It is often said that time is relative. Indeed so, if one looks at it from the perspective of the last two months, which have been like falling into a dark bottomless pit of despair, agony, crisis, mayhem and death, when the nation was being ravaged by the second wave of COVID-19. News of despondency almost made the entire nation numb to the extent that emotions stopped working beyond a point. To hear of or witness death, and of young children getting orphaned, perhaps became a regular affair.
Even though it is true that the absolute number of cases have been steadily coming down and that the logistical issues associated with transport of oxygen have been considerably addressed by the central government and for which it deserves credit, yet apprehensions and fear of an impending third wave remain palpable. It is also true that despite present shortage, it is only a matter of time before the vaccine issue gets sorted out too, and supply would more than match the demand in the coming months, with certain estimates anticipating over 1.7 billion doses becoming available in the next six months. The decision of the Narendra Modi government to procure 75 per cent of the vaccines and supply them to states has been a welcome step in the fight against the pandemic. But the battle is far from over.

- **Image point grounding data**
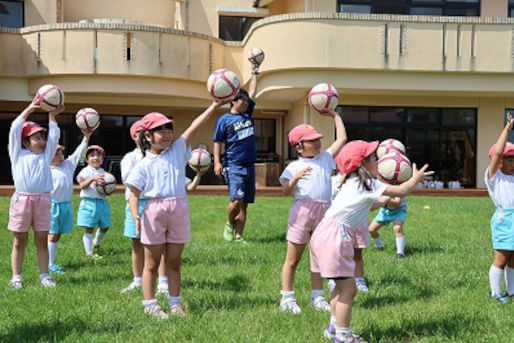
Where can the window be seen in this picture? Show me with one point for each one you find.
(445, 138)
(11, 13)
(414, 7)
(235, 28)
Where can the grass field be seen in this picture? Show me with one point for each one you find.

- **Exercise tasks**
**a)** In the COVID-19 passage, what share of the vaccines did the Narendra Modi government decide to procure?
**b)** Please set down, word for word, the part of the COVID-19 passage starting with "It is often" and going on through "a regular affair.".

- **Exercise results**
**a)** 75 percent of the vaccines, to be supplied to states.

**b)**
It is often said that time is relative. Indeed so, if one looks at it from the perspective of the last two months, which have been like falling into a dark bottomless pit of despair, agony, crisis, mayhem and death, when the nation was being ravaged by the second wave of COVID-19. News of despondency almost made the entire nation numb to the extent that emotions stopped working beyond a point. To hear of or witness death, and of young children getting orphaned, perhaps became a regular affair.